#### [GEGEVEN TEKST]
^^^^

Site pictogram HET IS KOERS!

Vergeten wielrenner: De Wolf, Fons

Fons de Wolf (22 juni 1956)

De geschiedenis van Fons de Wolf is de geschiedenis van een stijlvolle coureur. Wie spreekt over Fons de Wolf, spreekt vroeg of laat over zijn stijl.

Een engel op de fiets, door Bernini hoogstpersoonlijk gebeeldhouwd.

Fons de Wolf was een nieuwe Merckx, zoals er talloze nieuwe Merckxen waren. Hij zag er ook in de finales van de zwaarste koersen uit als een kwieke twintiger die met z’n tante een ommetje voor de frisse lucht maakt. Zijn lijden voltrok zich in een zwijgzame pracht, hij reed mooier dan Merckx ooit gereden had.
Onderwijl werd er in zijn hoofd een heel ander stuk opgevoerd. Daar, achter zijn ietwat slaperige ogen, speelde niet de schoonheid, maar de onzekerheid de hoofdrol.

Fons’ hoofd kon zijn fysiek niet bijbenen, zo was het. En tegelijk deden zijn benen niet altijd wat zijn hoofd in gedachten had.

De ene dag won hij een topklassieker, om er de volgende af te waaien als een nieuweling met een trainingsachterstand. Hij was zo wisselvallig als het weer in september, Fons de Wolf.

Zijn definitieve doorbraak als nieuwe Merckx gebeurde in het najaar van 1980, toen hij op de valreep van een aardig seizoen nog even de bloemen van het podium van de Ronde van Lombardije meegriste.

Het jaar 1981 zou het jaar van Fons de Wolf moeten worden. Het zou anders uitpakken.

Hij begon sterk, sterker dan ooit tevoren zelfs. In Milaan-Sanremo demarreerde hij en kwam solo aan op de Via Roma. Terwijl hij de fontein op het kruispunt passeerde, wist hij dat deze zege de verwachtingen alleen nog maar verder zou aanwakkeren.

Daar passeerde hij de streep, vast op de fiets als een kunststof fietsmodel.

Het startschot van een fenomenale loopbaan. Tevens zijn laatste werkelijk grote zege.

Fons de Wolf zal altijd volhouden dat het een zee-egel was hem die hem de das omdeed. Wanneer hij in 1981 tijdens een korte strandvakantie op Guadeloupe in zee op zo’n beestje gaat staan, nestelt zich een worm in zijn lichaam.

Vanaf dat moment is het percentage rode bloedcellen van Fons de Wolf voorgoed verstoord – epo zal pas een decennium later zijn entree in het peloton maken. Hij is dan al gestopt.

^^^^

#### [WAT TE MAKEN]
Herschrijf alsjeblieft de alinea die begint met "Hij begon sterk" uit het stuk over Fons de Wolf in kortere vorm, met behoud van de belangrijkste feiten. Het materiaal staat los van het stuk over Fons de Wolf.

Items uit de dataset:
^^^^

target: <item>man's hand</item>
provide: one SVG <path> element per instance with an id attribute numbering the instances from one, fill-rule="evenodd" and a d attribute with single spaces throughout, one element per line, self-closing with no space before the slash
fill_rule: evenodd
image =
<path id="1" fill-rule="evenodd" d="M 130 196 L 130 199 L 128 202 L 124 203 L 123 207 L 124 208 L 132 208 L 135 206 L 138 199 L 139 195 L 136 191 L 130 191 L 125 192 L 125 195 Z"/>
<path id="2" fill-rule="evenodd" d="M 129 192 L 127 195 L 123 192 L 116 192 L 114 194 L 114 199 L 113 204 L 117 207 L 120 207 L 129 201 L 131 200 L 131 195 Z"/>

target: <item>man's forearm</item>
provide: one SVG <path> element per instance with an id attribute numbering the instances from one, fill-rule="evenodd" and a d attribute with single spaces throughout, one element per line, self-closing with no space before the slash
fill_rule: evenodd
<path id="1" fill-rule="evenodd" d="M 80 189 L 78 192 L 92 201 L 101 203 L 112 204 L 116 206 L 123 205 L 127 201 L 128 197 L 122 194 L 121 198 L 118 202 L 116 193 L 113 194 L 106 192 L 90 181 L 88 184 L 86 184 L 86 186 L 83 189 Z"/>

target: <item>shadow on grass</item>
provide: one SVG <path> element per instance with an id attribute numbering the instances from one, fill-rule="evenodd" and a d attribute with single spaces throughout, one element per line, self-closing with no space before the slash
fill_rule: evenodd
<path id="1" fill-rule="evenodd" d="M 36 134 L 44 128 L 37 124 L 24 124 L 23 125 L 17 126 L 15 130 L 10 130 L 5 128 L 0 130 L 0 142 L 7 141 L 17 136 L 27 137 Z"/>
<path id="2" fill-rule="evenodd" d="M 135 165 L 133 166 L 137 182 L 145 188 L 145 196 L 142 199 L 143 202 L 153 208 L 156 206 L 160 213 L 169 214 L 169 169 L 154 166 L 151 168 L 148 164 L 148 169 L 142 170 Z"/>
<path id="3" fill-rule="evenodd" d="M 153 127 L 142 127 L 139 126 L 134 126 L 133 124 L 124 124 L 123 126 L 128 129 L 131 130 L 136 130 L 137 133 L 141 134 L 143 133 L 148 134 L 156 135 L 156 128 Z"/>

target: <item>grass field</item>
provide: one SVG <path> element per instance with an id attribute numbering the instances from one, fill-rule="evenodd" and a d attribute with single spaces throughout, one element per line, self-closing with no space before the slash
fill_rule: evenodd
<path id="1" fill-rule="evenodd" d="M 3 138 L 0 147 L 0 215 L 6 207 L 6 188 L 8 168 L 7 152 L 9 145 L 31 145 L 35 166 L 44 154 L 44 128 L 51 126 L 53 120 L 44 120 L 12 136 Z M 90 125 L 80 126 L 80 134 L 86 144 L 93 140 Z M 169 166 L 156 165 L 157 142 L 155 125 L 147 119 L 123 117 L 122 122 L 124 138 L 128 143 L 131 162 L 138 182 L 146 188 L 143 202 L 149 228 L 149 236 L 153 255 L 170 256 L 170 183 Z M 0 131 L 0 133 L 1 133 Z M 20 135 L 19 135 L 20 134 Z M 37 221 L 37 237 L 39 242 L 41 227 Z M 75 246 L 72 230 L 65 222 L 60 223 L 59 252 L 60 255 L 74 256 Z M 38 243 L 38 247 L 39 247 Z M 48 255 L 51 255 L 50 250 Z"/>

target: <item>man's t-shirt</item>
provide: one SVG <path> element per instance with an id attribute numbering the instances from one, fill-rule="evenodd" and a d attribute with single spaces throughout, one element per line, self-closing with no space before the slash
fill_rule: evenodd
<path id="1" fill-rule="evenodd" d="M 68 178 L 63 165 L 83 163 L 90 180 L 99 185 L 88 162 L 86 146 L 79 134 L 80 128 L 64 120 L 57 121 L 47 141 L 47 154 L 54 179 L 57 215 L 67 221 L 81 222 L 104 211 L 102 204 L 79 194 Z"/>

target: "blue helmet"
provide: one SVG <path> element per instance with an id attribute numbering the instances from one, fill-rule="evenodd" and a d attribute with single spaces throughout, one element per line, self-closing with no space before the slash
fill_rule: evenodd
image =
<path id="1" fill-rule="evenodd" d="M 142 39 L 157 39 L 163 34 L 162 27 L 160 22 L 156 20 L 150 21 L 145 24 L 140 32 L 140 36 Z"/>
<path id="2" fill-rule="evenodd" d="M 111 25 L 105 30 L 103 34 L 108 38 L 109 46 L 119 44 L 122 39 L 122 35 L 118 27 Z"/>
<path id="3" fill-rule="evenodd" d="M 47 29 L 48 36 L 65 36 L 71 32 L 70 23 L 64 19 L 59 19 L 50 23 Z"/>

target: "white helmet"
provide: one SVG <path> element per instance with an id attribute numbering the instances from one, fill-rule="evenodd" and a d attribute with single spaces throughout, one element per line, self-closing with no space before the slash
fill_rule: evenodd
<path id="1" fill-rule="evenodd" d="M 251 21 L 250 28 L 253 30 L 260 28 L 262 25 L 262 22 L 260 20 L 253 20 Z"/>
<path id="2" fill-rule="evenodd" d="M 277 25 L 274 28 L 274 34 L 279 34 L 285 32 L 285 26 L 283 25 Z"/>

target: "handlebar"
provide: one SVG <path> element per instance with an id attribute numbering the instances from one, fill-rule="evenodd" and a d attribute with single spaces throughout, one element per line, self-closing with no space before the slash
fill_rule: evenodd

^^^^

#### [GESCHREVEN ANTWOORD]
De Wolf begon sterker dan ooit. In Milaan-Sanremo demarreerde hij en kwam hij solo aan op de Via Roma. Bij de fontein op het kruispunt wist hij dat deze zege de verwachtingen nog verder zou aanwakkeren.